EXCERPTED TEXT:
◇ ◇ ◇

-1

I have filenames like the following:

fastqs/hgmm_100_S1_L001_R1_001.fastq.gz
fastqs/hgmm_100_S1_L002_R1_001.fastq.gz
fastqs/hgmm_100_S1_L003_R1_001.fastq.gz

fastqs/hgmm_100_S1_L001_R2_001.fastq.gz
fastqs/hgmm_100_S1_L002_R2_001.fastq.gz
fastqs/hgmm_100_S1_L003_R2_001.fastq.gz

And I want to merge them into the groups shown above, allowing LXXX to be merged.

I can do it like the following:

cat fastqs/hgmm_100_S1_L00?_R1_001.fastq.gz > data/hgmm_100_S1_R1_001.fastq.gz
cat fastqs/hgmm_100_S1_L00?_R2_001.fastq.gz > data/hgmm_100_S1_R2_001.fastq.gz

But this requires me to hard code each of the file groups in. How can I set it up such that it merges all of the L values into a group and outputs a file that is the same as the input file names, just without the L?

Thanks, Jack

EDIT:

Sorry for not including this in original post, but what if I had something like:

fastqs/hgmm_100_S1_L001_R1_001.fastq.gz
fastqs/hgmm_100_S1_L002_R1_001.fastq.gz
fastqs/hgmm_100_S1_L003_R1_001.fastq.gz

fastqs/hgmm_200_S1_L001_R2_001.fastq.gz
fastqs/hgmm_200_S1_L002_R2_001.fastq.gz
fastqs/hgmm_200_S1_L003_R2_001.fastq.gz

(Only change is the very beginning (100 -> 200))

How would this work? Essentially I want to merge these files as long as all parts of the name except for L??? is identical.

◇ ◇ ◇

Rows from a dataset:
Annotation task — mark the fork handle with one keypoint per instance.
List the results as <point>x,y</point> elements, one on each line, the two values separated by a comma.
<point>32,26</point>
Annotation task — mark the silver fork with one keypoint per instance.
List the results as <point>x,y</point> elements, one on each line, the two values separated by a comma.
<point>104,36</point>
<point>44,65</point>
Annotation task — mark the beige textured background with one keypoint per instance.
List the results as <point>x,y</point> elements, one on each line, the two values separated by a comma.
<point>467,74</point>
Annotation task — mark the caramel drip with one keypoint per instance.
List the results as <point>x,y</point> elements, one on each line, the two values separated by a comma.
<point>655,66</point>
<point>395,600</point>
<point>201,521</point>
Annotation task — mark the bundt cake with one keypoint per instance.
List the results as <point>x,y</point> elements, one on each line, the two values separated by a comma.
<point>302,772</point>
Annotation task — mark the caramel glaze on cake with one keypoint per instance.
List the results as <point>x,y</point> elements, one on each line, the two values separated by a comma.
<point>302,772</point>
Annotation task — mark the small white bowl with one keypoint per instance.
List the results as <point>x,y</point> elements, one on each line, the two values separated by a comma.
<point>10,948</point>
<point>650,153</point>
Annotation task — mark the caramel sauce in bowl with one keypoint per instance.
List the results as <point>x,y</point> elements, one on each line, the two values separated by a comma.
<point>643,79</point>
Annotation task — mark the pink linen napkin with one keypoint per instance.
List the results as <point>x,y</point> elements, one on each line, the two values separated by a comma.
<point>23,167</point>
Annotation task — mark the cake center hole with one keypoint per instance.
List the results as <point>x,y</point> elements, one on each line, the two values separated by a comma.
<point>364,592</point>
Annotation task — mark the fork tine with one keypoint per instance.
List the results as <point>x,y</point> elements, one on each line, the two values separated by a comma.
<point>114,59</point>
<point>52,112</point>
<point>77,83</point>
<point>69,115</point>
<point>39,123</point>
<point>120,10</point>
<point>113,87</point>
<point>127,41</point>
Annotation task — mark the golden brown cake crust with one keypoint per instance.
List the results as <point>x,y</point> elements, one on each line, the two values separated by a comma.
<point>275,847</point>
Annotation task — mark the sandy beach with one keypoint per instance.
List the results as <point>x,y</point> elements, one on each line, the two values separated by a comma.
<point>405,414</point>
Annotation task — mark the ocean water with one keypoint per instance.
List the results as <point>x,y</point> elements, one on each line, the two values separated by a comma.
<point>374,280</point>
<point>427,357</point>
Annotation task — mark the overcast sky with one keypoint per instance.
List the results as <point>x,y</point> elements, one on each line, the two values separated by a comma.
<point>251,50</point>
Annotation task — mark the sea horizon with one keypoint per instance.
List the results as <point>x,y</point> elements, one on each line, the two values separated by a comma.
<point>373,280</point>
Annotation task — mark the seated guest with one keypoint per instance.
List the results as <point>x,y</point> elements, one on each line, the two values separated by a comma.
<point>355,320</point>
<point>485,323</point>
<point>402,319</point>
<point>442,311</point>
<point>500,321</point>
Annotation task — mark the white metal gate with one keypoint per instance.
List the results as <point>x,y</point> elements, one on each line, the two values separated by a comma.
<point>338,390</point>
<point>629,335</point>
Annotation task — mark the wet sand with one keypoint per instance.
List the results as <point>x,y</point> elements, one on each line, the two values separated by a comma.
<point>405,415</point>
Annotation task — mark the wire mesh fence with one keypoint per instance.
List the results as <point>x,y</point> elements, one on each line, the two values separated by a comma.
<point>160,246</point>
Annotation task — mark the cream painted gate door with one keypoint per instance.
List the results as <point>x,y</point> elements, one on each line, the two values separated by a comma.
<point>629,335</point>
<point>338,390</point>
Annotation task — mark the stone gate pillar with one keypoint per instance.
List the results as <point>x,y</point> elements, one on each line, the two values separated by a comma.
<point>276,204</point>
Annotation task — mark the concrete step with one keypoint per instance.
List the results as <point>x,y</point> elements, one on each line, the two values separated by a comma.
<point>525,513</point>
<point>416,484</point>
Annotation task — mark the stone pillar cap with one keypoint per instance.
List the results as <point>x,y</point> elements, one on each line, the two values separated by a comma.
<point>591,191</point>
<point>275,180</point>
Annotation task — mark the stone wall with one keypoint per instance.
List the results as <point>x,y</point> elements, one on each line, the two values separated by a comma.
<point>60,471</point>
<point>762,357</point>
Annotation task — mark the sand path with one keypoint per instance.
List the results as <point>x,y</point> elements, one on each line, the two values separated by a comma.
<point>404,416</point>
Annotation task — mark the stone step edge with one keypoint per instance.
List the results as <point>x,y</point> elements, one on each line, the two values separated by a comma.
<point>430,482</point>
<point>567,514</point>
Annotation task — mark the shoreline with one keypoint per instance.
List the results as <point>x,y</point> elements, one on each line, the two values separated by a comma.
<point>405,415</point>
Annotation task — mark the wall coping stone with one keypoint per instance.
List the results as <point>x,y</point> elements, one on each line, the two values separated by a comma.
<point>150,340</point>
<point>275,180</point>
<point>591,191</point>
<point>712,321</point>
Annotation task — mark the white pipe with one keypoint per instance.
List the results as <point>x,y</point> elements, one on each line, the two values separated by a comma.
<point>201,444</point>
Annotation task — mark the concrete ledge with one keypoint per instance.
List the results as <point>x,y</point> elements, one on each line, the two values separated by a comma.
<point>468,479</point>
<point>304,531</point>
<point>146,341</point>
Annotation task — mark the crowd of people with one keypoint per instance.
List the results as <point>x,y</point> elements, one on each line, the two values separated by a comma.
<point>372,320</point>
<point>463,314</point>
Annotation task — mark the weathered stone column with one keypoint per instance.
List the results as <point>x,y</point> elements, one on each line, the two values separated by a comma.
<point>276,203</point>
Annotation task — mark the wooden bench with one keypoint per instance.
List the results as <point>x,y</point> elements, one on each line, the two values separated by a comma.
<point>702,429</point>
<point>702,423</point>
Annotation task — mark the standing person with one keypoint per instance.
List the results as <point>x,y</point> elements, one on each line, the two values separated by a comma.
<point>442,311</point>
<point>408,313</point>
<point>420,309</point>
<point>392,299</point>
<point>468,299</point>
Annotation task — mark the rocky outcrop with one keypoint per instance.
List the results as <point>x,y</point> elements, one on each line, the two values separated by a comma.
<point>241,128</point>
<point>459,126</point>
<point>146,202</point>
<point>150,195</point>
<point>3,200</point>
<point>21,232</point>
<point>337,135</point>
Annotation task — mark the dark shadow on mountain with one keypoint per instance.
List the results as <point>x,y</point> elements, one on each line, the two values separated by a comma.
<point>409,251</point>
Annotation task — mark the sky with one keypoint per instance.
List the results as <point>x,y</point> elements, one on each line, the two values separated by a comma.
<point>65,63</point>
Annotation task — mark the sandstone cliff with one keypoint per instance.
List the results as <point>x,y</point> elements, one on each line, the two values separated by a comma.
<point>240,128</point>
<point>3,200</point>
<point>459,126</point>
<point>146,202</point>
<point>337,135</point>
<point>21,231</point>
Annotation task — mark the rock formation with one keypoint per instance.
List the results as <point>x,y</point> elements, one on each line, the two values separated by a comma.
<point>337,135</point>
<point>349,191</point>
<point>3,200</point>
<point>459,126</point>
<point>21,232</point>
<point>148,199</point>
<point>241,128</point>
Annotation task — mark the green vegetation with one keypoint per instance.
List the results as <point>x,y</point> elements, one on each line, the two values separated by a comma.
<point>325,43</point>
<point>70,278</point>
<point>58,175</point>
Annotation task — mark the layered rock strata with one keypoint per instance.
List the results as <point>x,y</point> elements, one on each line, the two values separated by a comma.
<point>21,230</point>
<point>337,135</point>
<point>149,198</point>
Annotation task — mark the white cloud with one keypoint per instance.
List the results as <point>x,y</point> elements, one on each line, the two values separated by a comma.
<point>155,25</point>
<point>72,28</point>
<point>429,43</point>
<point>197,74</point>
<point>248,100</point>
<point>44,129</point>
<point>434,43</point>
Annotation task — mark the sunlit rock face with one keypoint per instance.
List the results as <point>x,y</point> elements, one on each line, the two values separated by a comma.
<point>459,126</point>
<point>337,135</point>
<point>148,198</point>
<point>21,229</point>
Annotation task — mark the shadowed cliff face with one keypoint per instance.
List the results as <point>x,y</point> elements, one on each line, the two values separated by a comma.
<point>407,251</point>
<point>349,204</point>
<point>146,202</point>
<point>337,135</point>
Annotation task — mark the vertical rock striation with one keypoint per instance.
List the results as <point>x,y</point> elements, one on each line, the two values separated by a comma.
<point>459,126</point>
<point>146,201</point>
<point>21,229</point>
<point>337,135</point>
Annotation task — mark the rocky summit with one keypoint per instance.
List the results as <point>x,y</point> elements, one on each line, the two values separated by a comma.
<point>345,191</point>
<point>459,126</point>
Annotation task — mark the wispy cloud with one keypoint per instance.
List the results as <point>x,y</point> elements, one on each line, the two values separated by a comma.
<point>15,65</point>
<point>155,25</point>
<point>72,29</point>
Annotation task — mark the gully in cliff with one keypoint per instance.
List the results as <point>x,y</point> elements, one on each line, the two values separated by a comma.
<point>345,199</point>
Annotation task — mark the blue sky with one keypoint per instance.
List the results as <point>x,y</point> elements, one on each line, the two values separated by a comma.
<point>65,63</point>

◇ ◇ ◇

SHORT PROBLEM A:
Please find each line in the entries that contains the string "rocky", and copy those lines out.
SHORT PROBLEM B:
Pick up the file-merging thread after its last sentence and keep writing it.
The file-merging thread and the entries are unrelated, separate material.

ANSWER A:
Annotation task — mark the rocky outcrop with one keypoint per instance.
Annotation task — mark the rocky summit with one keypoint per instance.

ANSWER B:
Jack Arnestad
  • 1,845
  • 13
  • 26
  • @Socowi My bad! I will fix this. – Jack Arnestad Oct 21 '18 at 13:41
  • You have to hardcode *something* and it's not clear what the boundaries are. Would it be fair to say that you want the outer loop to iterate over unique sequences of `L` and three digits? – tripleee Oct 21 '18 at 13:44
  • @tripleee Yes, the L+3 digits is allowed to be different across filenames, but the rest of the filename must be identical for merging criteria. – Jack Arnestad Oct 21 '18 at 13:55
  • It's customary, when you're asking for help with your code, to include your code. What have you tried so far? What were your results? – ghoti Oct 21 '18 at 22:19

2 Answers2

2

If the pattern _L###_ exists only in that one part of the filename, you might try something like this:

#!/usr/bin/env bash

# Define an associative array. Requires bash 4+
declare -A a

# Use extended glob notation. Read the man page or this.
shopt -s extglob

# Collect the file patterns by writing indexes in the array.
for f in fastqs/*_L+([0-9])_*.fastq.gz; do
  a["${f/_L+([0-9])_/_*_}"]=1
done

# And finally, gather your files.
for f in "${!a[@]}"; do
  # Strip any existing directory part of the filename to build our target
  target="data/${f##*/}"
  # Concatenate files matching the glob into our intended target
  cat $f > "${target/[*]_/}"
done
  • We use Pattern Substitution to convert the variable part of each filespec into a glob.
  • We use the index of an associative array because it makes it easy to keep a unique list.
  • ${! lets us step through an array's indices rather than its values.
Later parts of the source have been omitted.